Re: PySpark on PyPi

Brian Granger Thu, 20 Aug 2015 10:04:17 -0700

Auberon, can you also post this to the Jupyter Google Group?

On Wed, Aug 19, 2015 at 12:23 PM, Auberon Lopez <auberon.lo...@gmail.com> wrote:
> Hi all,
>
> I've created an updated PR for this based off of the previous work of
> @prabinb:
> https://github.com/apache/spark/pull/8318
>
> I am not very familiar with python packaging; feedback is appreciated.
>
> -Auberon
>
> On Mon, Aug 10, 2015 at 12:45 PM, MinRK <benjami...@gmail.com> wrote:
>>
>>
>> On Mon, Aug 10, 2015 at 12:28 PM, Matt Goodman <meawo...@gmail.com> wrote:
>>>
>>> I would tentatively suggest also conda packaging.
>>
>>
>> A conda package has the advantage that it can be set up without
>> 'installing' the pyspark files, while the PyPI packaging is still being
>> worked out. It can just add a pyspark.pth file pointing to pyspark, py4j
>> locations. But I think it's a really good idea to package with conda.
>>
>> -MinRK
>>
>>>
>>>
>>> http://conda.pydata.org/docs/
>>>
>>> --Matthew Goodman
>>>
>>> =====================
>>> Check Out My Website: http://craneium.net
>>> Find me on LinkedIn: http://tinyurl.com/d6wlch
>>>
>>> On Mon, Aug 10, 2015 at 11:23 AM, Davies Liu <dav...@databricks.com>
>>> wrote:
>>>>
>>>> I think so, any contributions on this are welcome.

GIVEN INFORMATION ::
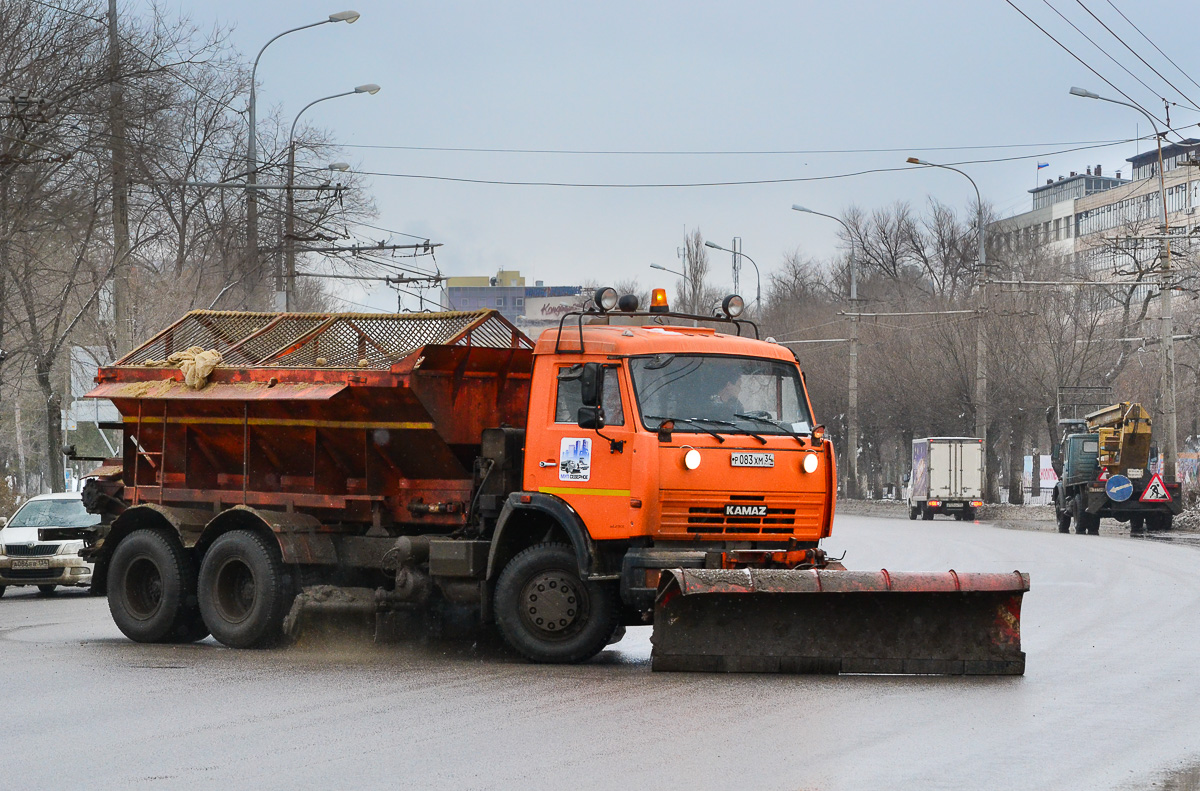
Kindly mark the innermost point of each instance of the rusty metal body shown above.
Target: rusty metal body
(353, 419)
(839, 622)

EXERCISE INSTRUCTIONS ::
Please copy the PySpark packaging thread word for word between "On Wed, Aug" and "feedback is appreciated.", inclusive. Rely only on the PySpark packaging thread, not the data.

CORRECT RESULT ::
On Wed, Aug 19, 2015 at 12:23 PM, Auberon Lopez <auberon.lo...@gmail.com> wrote:
> Hi all,
>
> I've created an updated PR for this based off of the previous work of
> @prabinb:
> https://github.com/apache/spark/pull/8318
>
> I am not very familiar with python packaging; feedback is appreciated.